◆ PROVIDED TEXT
With Streamer Subscription Costs Rising, Does Money Buy Good TV?
Every major streaming service has raised the price of ad-free subscriptions in the last year. Ranker Insights data can tell us which streamers have the content that’s worth the money.
Industry-wide consolidation, monthslong strikes in Hollywood, stubborn inflation. You could blame the rising cost of streaming subscriptions on any number of culprits, but the bottom line for customers is that cutting the cord is no longer a guarantee of cutting costs.
It started in October 2022, when Apple TV+ raised the price of subscriptions for the first time ever, from $4.99 to $6.99 a month. The following January, Max, then still called HBO Max, hiked the cost of its ad-free plan by $1 a month. Then came Paramount+ in June, eliminating the cheaper of its two ad-free tiers, followed by Netflix, Hulu, Disney+, and Peacock in August. Whether streaming has actually become more expensive than cable packages depends on a wide range of factors, but it’s certainly not a no-brainer. If the era of Peak TV asked viewers to decide what shows were worth their time, this new era is forcing them to decide which ones are worth their money.
The data in the above graph comes from Ranker Insights data gathered in September, though some of the listed subscription costs didn’t officially kick in until October. Sentiment scores represent the ratio of positive reactions — Likes, Loves, and Favorites — to negative reactions — Dislikes — that users have given a particular show on Watchworthy over the last month. The scores along the axis represent the average sentiment score each show in a given streamer’s catalog got in September: for example, the average Disney+ show had a sentiment score of 80.6%, meaning that 80.6% of the reactions given by users to Disney+ series were positive.

◆ EXERCISES TO COMPLETE
**A)** Return the passage of the streaming subscription article starting at "With Streamer Subscription" and ending at "worth the money.", word for word.
**B)** In the article on rising streaming subscription costs, what did Apple TV+ change its monthly price to in October 2022?
**C)** Extend the article on rising streaming subscription costs, beginning right after its final sentence.

◆ PROVIDED RECORDS
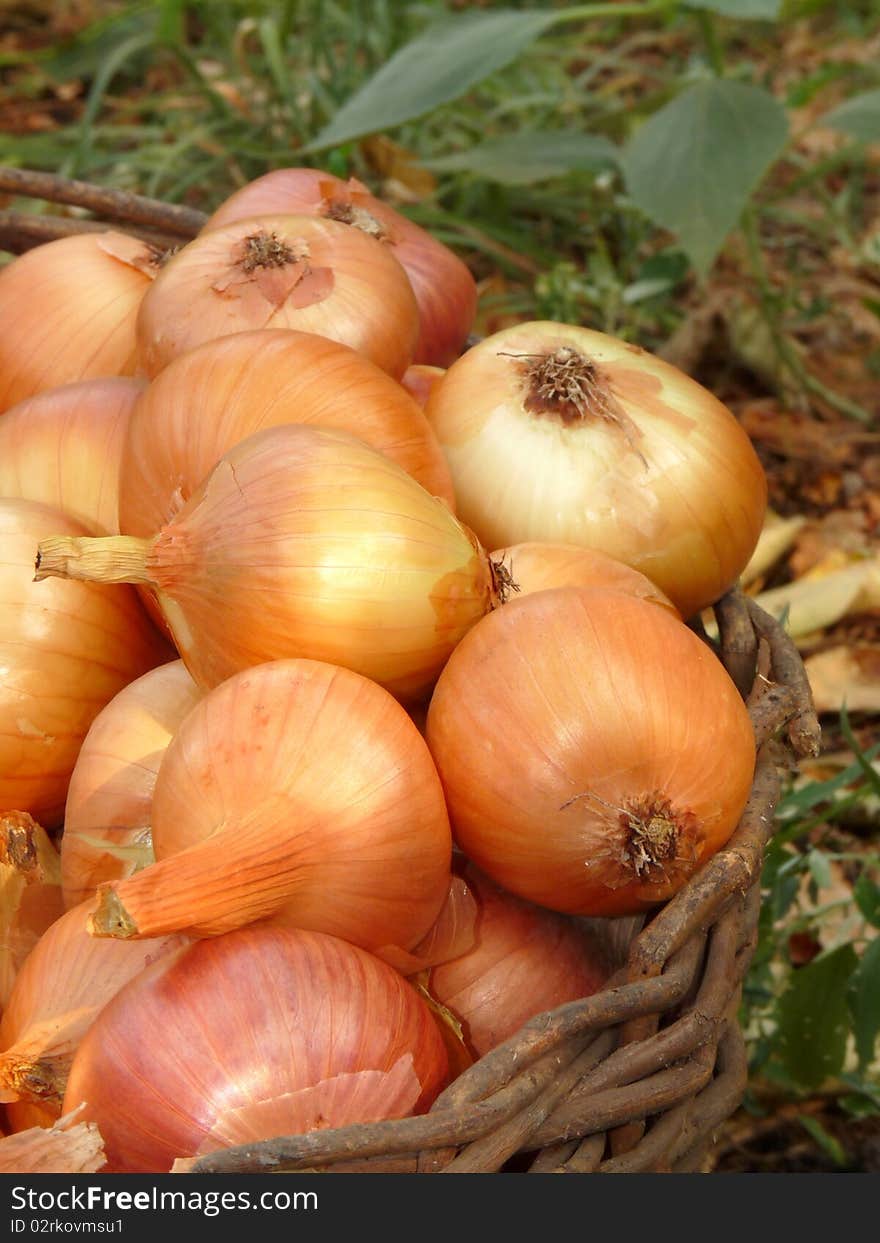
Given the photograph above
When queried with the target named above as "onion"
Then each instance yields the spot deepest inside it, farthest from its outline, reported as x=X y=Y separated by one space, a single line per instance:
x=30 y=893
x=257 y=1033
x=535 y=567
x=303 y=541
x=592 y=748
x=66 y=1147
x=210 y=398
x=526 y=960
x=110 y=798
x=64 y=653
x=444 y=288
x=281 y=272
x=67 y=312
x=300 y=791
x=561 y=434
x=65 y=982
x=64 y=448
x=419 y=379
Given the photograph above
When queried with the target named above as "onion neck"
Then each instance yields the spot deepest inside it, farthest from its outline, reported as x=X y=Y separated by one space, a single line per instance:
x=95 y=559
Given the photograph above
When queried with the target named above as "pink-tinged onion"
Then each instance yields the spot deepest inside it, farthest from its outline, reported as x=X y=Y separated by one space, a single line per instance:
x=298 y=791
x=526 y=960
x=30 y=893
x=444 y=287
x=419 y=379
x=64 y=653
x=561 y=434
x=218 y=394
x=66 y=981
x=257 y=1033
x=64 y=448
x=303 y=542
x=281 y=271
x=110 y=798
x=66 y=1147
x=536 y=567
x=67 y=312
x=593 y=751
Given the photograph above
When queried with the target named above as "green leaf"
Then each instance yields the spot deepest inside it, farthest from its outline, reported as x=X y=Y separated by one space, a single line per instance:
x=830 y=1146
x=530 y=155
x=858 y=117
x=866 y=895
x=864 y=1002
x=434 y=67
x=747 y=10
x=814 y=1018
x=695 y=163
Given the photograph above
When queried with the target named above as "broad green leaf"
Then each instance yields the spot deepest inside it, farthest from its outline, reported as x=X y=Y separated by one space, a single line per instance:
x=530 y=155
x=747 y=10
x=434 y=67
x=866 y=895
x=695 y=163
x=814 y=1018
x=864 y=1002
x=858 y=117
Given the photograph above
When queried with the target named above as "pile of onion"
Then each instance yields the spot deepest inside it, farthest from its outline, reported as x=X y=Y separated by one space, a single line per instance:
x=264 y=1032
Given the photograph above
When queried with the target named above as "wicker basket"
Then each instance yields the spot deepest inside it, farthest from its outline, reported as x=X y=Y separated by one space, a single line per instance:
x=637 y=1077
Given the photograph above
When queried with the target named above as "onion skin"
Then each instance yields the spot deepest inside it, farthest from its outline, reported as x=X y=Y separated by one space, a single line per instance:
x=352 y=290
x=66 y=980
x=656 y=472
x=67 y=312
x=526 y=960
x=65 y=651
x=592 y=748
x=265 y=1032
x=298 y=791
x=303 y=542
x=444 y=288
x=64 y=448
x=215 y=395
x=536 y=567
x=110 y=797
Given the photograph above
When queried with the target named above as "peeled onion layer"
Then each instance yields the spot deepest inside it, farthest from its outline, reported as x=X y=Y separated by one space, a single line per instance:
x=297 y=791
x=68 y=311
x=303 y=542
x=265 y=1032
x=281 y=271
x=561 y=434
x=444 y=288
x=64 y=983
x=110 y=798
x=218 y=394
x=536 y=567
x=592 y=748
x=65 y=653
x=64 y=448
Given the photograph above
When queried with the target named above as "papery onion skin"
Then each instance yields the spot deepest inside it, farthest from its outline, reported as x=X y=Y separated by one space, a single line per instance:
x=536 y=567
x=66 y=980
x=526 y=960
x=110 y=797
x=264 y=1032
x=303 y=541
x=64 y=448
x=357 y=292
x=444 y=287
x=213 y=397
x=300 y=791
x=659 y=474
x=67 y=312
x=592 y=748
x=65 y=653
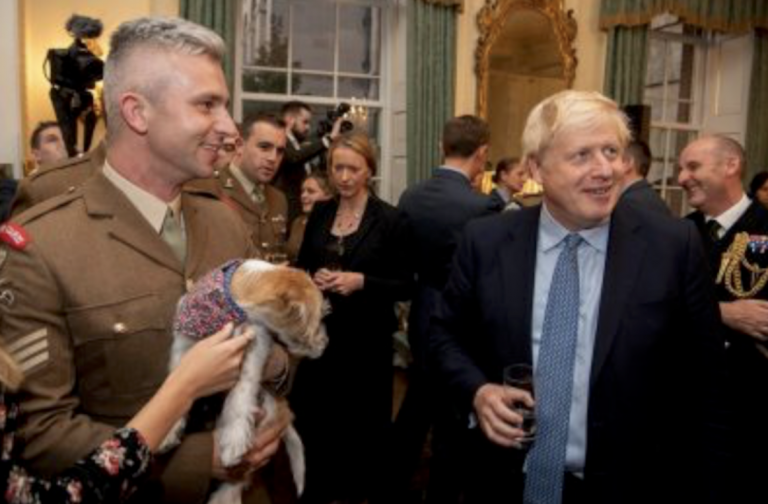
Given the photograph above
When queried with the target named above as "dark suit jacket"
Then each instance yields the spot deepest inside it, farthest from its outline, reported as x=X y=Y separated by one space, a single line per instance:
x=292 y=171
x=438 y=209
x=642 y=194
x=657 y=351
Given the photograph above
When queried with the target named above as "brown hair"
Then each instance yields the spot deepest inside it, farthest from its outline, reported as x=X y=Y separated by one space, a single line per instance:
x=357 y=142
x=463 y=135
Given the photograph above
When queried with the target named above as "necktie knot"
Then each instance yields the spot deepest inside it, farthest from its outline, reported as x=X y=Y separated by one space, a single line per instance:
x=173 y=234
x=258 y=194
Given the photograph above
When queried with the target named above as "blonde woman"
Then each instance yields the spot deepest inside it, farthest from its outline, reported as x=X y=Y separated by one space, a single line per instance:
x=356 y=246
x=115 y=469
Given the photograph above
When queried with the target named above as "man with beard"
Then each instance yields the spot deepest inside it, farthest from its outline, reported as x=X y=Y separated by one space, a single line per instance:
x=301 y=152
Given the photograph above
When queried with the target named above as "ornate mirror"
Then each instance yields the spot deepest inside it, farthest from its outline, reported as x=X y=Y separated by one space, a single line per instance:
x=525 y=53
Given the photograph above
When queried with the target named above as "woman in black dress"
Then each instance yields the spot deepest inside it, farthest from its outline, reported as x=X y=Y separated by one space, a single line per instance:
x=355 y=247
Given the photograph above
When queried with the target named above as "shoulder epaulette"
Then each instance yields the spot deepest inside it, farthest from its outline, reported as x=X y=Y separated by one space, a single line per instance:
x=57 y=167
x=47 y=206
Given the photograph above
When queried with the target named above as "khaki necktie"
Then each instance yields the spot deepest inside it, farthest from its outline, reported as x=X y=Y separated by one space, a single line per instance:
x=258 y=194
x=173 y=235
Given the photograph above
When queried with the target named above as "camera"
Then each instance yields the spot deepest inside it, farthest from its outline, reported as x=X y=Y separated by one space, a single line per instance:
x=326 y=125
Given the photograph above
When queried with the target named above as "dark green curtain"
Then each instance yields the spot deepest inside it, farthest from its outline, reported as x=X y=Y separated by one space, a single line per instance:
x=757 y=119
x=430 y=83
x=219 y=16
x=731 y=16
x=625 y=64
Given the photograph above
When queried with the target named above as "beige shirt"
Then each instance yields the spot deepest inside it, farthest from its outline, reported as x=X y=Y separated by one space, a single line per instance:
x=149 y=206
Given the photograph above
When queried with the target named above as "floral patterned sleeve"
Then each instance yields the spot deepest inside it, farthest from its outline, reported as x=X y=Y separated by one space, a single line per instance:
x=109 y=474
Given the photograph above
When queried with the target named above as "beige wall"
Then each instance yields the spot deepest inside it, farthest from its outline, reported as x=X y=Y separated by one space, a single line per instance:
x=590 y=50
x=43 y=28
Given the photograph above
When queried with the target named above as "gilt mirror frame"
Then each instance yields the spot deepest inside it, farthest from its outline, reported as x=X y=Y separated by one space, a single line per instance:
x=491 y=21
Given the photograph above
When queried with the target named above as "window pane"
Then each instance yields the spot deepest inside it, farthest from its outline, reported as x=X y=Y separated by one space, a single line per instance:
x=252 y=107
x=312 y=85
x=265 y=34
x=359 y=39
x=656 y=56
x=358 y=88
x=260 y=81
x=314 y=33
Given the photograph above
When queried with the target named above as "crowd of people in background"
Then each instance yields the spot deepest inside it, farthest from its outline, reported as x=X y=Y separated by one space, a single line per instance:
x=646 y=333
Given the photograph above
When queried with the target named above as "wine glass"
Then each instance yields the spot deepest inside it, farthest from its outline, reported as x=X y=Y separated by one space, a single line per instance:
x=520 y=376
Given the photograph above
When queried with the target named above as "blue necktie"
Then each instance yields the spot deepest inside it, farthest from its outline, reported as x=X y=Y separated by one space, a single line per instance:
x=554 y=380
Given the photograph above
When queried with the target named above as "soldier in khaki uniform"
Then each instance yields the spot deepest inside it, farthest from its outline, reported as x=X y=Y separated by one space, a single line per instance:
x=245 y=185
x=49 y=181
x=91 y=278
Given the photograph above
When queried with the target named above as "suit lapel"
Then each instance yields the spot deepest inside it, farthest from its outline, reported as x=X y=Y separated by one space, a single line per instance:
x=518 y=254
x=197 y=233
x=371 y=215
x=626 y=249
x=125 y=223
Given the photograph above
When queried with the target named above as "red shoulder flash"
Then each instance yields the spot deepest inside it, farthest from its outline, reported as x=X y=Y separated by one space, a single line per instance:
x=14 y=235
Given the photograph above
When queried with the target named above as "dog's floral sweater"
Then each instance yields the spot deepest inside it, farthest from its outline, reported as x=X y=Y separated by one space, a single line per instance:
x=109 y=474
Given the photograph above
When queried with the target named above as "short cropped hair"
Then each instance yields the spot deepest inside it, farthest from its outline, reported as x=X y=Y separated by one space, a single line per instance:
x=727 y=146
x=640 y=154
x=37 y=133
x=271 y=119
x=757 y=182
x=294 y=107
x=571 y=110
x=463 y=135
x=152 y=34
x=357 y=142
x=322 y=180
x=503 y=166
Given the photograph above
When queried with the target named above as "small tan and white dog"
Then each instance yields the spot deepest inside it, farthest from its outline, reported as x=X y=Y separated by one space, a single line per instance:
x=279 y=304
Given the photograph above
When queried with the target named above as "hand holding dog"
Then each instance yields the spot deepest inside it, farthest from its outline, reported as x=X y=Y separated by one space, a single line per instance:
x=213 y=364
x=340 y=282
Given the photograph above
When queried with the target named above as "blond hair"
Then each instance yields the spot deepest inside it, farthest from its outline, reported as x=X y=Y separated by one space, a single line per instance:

◆ RESPONSES FOR EACH TASK
**A)**
With Streamer Subscription Costs Rising, Does Money Buy Good TV?
Every major streaming service has raised the price of ad-free subscriptions in the last year. Ranker Insights data can tell us which streamers have the content that’s worth the money.

**B)** Apple TV+ raised its monthly price from $4.99 to $6.99.

**C)**
What jumps out most immediately from these findings are the highest and lowest average sentiment scores. Apple leads the pack with an average score of 84.3%, helped by beloved shows like Blackbird, Hijack, and Shrinking, which boast sentiment scores of 98%, 97%, and 96%, respectively. The streamer does have less popular titles, with Hello, Tomorrow! earning a 55% score, but Apple’s sentiment score is consistently high because its most popular shows win over commanding majorities of its viewers. Most notable of all is that access to Apple’s library of original content costs less than an ad-free subscription to any other streaming service, meaning subscribers are getting the content they’re most likely to love for the lowest price.
The drawback for Apple is its comparatively tiny library: with just 145 titles, it’s six times smaller than the next smallest catalog, that of Disney+. On the other hand, Amazon Prime Video has the largest library of any streamer with 2,600 shows, and it offers the second highest average sentiment score and the second lowest subscription price ($8.99 is what Amazon charges users who want to use Prime Video without becoming Amazon Prime members). Users who want tons of titles to choose from for a slightly higher price might opt for Amazon over Apple.
Perhaps most surprising is the fact that Netflix, among the most expensive of the streamers, is also the worst-reviewed among our users in September. Netflix has a philosophy on content that runs completely contrary to that of Apple’s — where Apple pumps a lot of money into a relatively small slate of shows, Netflix is known for an approach that favors quantity, putting out dozens of new original series every year. That’s why its content library is nearly as large as Amazon’s. But while originals like Wednesday and The Night Agent got sentiment scores of over 90%, the streamer was weighed down by shows like That ’90s Show and Space Force, which got sentiment scores of 54% and 57%, respectively.
Our takeaway from these findings is that higher cost doesn’t translate into better content — in fact, the opposite is closer to the truth. Streamers with ad-free subscriptions on the more expensive side like Hulu, Netflix, and Disney+ had the lowest three sentiment score averages. Max was an exception, with the third highest score and second highest cost, though given its reputation for high-quality programming, one still has to wonder if it underperformed.
All this should be taken with a grain of salt. The range of sentiment scores here is pretty small, covering a total of just under 5%. But with costs going up across the board and TV fans being forced to make some difficult decisions, even the smallest differences can be important.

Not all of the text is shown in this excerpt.